> _What is being asked_
Print the items below verbatim, starting at the first line of the items and ending after the line that contains "M 185 137 L".

> _Material for the task_

++++++++

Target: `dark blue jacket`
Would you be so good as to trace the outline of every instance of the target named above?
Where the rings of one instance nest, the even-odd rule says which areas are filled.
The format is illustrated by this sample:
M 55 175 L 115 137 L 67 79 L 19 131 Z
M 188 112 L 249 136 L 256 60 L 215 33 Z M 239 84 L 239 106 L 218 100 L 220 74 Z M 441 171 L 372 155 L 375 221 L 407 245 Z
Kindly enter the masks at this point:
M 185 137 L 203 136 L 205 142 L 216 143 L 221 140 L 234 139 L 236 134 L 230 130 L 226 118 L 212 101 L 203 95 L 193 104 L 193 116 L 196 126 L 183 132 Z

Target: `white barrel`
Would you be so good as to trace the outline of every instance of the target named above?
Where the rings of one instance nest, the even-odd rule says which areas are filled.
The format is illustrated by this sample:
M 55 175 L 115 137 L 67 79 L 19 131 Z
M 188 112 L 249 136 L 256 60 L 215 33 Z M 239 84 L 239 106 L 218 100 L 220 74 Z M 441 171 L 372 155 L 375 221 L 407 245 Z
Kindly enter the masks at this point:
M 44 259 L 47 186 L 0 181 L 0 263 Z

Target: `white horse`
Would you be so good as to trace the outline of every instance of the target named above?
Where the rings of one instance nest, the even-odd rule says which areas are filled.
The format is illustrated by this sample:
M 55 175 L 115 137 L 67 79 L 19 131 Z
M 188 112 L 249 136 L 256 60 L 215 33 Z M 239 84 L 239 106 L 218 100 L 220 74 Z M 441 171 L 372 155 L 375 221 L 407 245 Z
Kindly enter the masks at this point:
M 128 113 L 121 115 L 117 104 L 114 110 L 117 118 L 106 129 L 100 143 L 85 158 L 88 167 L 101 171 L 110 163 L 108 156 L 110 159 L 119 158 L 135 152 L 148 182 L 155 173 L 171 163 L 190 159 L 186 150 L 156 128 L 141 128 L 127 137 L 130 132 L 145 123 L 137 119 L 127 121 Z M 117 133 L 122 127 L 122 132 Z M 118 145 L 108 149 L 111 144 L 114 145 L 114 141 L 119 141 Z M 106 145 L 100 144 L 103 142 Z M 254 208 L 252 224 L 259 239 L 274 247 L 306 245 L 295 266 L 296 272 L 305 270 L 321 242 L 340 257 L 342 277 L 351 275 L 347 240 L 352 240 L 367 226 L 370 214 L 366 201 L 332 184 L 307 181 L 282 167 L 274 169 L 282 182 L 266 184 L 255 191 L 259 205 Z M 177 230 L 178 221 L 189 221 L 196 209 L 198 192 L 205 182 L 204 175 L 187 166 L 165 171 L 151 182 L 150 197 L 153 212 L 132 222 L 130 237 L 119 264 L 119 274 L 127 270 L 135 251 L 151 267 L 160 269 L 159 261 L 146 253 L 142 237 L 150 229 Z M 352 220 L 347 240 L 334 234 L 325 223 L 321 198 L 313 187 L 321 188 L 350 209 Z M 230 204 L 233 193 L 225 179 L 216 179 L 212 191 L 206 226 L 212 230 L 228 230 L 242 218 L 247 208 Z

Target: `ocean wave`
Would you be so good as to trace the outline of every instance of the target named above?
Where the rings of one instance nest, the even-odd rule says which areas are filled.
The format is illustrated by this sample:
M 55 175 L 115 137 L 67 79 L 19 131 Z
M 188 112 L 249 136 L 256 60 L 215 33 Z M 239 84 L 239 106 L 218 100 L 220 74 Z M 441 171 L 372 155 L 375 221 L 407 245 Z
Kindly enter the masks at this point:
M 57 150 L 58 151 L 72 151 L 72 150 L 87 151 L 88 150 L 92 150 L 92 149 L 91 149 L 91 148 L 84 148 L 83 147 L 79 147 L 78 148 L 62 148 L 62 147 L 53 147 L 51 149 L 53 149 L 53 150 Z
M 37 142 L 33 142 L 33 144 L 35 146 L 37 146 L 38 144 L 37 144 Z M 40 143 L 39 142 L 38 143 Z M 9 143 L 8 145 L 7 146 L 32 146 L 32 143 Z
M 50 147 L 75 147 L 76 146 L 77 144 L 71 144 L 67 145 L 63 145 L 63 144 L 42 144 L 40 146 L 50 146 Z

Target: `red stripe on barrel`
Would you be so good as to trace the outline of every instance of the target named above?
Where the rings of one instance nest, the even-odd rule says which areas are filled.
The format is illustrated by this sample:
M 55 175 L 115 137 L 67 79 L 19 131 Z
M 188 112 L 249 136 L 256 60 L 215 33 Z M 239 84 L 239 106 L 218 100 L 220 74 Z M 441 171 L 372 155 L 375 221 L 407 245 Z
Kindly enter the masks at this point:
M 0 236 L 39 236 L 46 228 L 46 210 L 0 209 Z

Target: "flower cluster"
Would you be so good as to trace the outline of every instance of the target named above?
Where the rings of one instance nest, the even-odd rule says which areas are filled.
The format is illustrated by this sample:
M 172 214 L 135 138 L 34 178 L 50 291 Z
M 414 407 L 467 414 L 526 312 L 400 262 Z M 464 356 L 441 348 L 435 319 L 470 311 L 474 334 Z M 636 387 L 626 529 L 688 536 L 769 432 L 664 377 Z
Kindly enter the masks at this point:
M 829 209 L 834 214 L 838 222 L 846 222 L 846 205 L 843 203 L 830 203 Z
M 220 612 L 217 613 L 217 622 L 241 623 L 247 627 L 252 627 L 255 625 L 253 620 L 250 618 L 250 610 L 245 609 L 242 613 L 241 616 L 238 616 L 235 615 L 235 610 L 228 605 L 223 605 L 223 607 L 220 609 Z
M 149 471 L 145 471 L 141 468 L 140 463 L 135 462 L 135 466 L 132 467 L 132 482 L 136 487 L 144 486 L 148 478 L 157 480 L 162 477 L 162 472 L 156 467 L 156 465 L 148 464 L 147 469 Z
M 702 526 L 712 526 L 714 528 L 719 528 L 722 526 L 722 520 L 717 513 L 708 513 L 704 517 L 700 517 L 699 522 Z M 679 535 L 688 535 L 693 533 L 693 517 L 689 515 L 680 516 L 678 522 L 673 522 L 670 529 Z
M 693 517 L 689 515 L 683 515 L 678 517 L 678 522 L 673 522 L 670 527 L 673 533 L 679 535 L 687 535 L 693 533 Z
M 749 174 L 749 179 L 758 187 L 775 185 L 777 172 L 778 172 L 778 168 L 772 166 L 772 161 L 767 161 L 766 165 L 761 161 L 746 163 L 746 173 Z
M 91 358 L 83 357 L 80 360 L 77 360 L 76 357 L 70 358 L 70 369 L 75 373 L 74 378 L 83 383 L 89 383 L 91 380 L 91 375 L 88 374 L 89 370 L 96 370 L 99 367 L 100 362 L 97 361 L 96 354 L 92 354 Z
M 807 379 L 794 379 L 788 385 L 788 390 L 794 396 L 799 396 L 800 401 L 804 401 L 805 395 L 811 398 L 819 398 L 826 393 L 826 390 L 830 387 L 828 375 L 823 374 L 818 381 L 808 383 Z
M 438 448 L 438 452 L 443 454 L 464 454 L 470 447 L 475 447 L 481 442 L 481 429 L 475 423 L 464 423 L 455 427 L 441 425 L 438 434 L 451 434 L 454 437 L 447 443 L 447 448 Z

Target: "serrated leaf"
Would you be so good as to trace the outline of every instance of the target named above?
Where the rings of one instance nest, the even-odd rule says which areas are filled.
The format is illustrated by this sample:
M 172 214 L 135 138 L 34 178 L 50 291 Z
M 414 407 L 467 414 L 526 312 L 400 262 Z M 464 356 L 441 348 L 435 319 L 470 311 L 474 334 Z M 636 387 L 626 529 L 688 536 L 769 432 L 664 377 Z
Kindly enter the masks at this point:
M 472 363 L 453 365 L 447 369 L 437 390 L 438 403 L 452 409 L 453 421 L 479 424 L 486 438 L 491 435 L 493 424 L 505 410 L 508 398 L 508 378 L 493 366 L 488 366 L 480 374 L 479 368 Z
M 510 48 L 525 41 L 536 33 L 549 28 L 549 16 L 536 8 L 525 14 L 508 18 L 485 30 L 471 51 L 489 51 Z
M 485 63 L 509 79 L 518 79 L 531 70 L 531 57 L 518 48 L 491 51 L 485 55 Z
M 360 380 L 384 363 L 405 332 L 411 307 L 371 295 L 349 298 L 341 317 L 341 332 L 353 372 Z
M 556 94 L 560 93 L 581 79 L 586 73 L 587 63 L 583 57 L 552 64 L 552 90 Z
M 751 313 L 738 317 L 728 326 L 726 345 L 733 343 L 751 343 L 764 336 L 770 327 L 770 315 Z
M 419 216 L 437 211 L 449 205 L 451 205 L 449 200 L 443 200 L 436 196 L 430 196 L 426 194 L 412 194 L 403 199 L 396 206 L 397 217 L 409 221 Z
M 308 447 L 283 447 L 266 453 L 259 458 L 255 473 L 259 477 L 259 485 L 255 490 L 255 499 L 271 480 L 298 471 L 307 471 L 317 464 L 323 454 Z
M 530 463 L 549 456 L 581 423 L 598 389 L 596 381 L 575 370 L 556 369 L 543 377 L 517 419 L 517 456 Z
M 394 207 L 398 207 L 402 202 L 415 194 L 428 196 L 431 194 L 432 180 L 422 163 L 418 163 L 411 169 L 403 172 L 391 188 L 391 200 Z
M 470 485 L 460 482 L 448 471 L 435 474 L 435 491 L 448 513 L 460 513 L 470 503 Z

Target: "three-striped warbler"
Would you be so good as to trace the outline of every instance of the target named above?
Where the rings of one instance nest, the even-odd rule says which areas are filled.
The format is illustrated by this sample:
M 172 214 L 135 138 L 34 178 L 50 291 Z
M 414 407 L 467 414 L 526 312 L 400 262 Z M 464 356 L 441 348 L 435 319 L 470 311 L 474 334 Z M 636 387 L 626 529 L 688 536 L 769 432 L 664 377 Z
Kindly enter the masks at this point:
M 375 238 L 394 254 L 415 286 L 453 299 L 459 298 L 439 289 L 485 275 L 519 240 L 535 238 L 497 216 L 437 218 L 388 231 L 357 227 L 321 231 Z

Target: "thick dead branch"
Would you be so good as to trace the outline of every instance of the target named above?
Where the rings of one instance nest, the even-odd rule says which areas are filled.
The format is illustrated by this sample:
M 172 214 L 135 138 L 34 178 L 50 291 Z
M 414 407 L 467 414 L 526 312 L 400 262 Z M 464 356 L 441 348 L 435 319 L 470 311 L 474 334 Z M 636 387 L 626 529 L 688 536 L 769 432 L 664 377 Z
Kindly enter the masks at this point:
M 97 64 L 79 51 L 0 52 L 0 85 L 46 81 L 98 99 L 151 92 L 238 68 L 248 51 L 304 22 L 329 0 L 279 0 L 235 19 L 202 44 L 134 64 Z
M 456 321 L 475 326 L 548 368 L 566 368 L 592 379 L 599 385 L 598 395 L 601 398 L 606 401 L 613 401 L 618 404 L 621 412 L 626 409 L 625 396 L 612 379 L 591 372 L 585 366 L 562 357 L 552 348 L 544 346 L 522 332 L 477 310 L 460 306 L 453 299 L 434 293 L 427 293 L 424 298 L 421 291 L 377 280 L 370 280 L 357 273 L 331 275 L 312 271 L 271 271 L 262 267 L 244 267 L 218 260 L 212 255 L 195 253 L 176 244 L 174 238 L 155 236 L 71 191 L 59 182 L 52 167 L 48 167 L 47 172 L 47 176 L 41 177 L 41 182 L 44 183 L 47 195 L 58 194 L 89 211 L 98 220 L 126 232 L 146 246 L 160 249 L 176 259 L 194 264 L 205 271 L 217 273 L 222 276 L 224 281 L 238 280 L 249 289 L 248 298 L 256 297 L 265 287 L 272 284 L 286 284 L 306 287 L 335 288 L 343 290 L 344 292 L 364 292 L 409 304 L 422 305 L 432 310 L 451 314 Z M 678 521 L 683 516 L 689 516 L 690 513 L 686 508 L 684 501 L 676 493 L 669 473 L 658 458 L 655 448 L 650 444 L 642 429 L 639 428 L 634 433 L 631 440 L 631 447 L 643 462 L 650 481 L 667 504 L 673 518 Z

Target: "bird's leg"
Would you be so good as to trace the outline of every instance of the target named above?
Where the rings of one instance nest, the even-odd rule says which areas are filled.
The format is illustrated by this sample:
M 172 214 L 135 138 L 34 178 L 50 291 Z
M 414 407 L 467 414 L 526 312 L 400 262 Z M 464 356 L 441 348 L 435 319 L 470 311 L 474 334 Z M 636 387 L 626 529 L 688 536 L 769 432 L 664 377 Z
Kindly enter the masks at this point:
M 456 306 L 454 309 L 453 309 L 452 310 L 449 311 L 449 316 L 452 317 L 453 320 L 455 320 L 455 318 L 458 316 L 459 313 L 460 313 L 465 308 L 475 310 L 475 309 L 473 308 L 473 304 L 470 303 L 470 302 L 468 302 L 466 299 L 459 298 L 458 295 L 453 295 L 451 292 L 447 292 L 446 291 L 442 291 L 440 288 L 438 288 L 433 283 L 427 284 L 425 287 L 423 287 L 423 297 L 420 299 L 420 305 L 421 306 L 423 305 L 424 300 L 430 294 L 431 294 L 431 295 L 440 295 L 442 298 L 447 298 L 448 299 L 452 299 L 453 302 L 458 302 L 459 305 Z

++++++++

> _The reply_
Target: `dark blue jacket`
Would you be so good as to trace the outline of every instance of the target named above?
Where the rings of one instance nest, the even-odd rule says which areas are filled.
The format is illustrated by this sample:
M 55 175 L 115 137 L 67 79 L 19 131 Z
M 188 112 L 249 136 L 256 60 L 215 33 Z M 239 84 L 239 106 L 218 100 L 220 74 Z M 441 171 L 372 155 L 375 221 L 407 245 Z
Kindly enter the masks at this point:
M 185 137 L 203 136 L 205 142 L 216 143 L 221 140 L 234 139 L 236 134 L 230 130 L 226 118 L 212 101 L 203 95 L 193 104 L 193 116 L 196 126 L 183 132 Z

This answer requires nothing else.